Source start

And the correct .c file:

// colors.c
#include "colors.h"

const char * const colors[] = {
    "red",
    "green",
    "blue"
};

const int NUM_COLORS =
    sizeof(colors) / sizeof(colors[0]);

You can use it elsewhere freely too:

// main.c
#include <stdio.h>
#include "colors.h"

int main(void) {
    for (int i = 0; i < NUM_COLORS; i++) {
        printf("%s\n", colors[i]);
    }

    return 0;
}

This is safe because only colors.c creates the real array.

Private variables should stay in the .c file

Not everything needs to be exposed through a header. Suppose logger.c has an internal log level.

// logger.c
#include <stdio.h>

static int log_level = 1;

void log_message(const char *message) {
    if (log_level > 0) {
        printf("[LOG] %s\n", message);
    }
}

The static keyword at file scope means: this variable is private to this .c file.

Other files cannot directly access log_level.

The header only exposes the public function:

// logger.h
#ifndef LOGGER_H
#define LOGGER_H

void log_message(const char *message);

#endif

Other files do not need to know how the logger stores its internal state. They only need to call:

log_message("Program started");

This is usually better design, but you probably won’t need to care about it in this course since we don’t go really deep into C.

Structs and typedefs

Headers are good places to put shared types.

Example:

// point.h
#ifndef POINT_H
#define POINT_H

typedef struct {
    int x;
    int y;
} Point;

int point_distance_squared(Point p);

#endif

Implementation:

// point.c
#include "point.h"

int point_distance_squared(Point p) {
    return p.x * p.x + p.y * p.y;
}

Usage:

// main.c
#include <stdio.h>
#include "point.h"

int main(void) {
    Point p = {3, 4};

    printf("%d\n", point_distance_squared(p));

    return 0;
}

This is fine because the header defines a type, not a global variable with storage.

About typedef

typedef gives an existing type a new name.

Example:

typedef unsigned int uint;

Now instead of writing:

unsigned int age;

you can write:

uint age;

Most common use is with struct. Without typedef, you need the keyword struct to declare it:

struct Point {
    int x;
    int y;
};

struct Point p;

With typedef, it gets a little neater:

typedef struct {
    int x;
    int y;
} Point;

Point p;

So this means: create a struct type with x and y, and let me call that type Point.

typedef struct {
    int x;
    int y;
} Point;

It does not create a variable, only a type name.

Constants

For simple integer constants, this is okay to put in a header:

// config.h
#ifndef CONFIG_H
#define CONFIG_H

#define MAX_USERS 100
#define BUFFER_SIZE 1024

#endif

Another common style is to use enum:

// config.h
#ifndef CONFIG_H
#define CONFIG_H

enum {
    MAX_USERS = 100,
    BUFFER_SIZE = 1024
};

#endif

Both are fine for simple compile-time constants, but avoid putting actual global variables in the header:

// config.h
int max_users = 100;   // BAD

Instead use this correct version:

// config.h
#ifndef CONFIG_H
#define CONFIG_H

extern int max_users;

#endif
// config.c
#include "config.h"

int max_users = 100;

Include guards

Every header should usually have an include guard:

#ifndef FILE_NAME_H
#define FILE_NAME_H

// declarations here

#endif

Example:

// point.h
#ifndef POINT_H
#define POINT_H

typedef struct {
    int x;
    int y;
} Point;

int point_distance_squared(Point p);

#endif

The guard prevents the same header from being processed multiple times in one compilation unit.

Source end

→ **Jobs**:
A. In the notes on C header files, what does the static keyword at file scope mean for a variable?
B. Return the portion of the notes on C header files starting with "Other files do" and going on through "put shared types.".

Listed entries start

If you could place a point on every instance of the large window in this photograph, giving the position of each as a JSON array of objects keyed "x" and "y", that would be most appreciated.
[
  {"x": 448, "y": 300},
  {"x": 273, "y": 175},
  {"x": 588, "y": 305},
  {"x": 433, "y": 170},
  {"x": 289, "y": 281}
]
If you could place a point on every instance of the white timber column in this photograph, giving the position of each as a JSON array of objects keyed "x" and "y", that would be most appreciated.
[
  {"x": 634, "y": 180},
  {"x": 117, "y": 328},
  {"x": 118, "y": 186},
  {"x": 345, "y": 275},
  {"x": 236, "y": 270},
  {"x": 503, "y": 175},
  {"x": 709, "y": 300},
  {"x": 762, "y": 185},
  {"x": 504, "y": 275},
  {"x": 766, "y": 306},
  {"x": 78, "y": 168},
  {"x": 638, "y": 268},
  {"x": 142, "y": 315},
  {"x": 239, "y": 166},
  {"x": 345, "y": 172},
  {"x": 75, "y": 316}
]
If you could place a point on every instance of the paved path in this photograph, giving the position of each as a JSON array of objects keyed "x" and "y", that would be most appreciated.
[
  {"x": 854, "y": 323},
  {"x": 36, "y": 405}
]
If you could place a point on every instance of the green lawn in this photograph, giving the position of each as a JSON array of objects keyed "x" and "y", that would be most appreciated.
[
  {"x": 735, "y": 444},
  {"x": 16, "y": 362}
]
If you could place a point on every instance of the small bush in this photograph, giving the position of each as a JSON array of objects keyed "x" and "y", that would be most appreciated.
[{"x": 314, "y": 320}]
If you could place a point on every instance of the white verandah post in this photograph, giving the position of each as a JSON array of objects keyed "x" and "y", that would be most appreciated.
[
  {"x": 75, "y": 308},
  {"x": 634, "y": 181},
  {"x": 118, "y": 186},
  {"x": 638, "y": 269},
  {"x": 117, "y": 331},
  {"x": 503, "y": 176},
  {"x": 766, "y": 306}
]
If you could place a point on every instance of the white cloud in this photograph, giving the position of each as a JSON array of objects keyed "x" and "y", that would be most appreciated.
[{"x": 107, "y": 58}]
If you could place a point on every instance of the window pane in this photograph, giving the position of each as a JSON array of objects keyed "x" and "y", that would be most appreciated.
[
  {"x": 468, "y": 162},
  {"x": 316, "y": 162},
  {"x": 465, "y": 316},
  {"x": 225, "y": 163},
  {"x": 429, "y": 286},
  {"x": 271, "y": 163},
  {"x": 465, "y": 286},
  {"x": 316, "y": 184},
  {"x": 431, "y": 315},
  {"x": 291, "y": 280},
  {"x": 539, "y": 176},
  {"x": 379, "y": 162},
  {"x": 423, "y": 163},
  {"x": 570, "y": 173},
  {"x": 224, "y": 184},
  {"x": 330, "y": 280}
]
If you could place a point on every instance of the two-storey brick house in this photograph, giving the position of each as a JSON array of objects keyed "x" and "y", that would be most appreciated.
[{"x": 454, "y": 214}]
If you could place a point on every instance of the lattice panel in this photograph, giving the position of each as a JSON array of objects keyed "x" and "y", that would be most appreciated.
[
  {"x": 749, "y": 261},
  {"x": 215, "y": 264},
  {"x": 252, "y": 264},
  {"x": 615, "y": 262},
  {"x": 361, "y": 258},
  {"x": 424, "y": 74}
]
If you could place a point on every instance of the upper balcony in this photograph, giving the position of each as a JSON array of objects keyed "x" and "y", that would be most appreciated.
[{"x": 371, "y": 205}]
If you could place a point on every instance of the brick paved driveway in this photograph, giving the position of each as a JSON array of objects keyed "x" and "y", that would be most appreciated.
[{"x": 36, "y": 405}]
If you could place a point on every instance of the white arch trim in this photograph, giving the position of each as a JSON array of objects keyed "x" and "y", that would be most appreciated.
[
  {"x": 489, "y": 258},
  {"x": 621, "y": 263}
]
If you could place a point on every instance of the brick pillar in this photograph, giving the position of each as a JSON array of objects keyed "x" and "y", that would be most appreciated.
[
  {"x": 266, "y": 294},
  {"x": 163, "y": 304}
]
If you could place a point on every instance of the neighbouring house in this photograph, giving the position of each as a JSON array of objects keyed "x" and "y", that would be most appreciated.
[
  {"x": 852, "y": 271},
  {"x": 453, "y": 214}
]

Listed entries end

→ **Exercise results**:
A. The variable is private to that .c file.

B.
Other files do not need to know how the logger stores its internal state. They only need to call:

log_message("Program started");

This is usually better design, but you probably won’t need to care about it in this course since we don’t go really deep into C.

Structs and typedefs

Headers are good places to put shared types.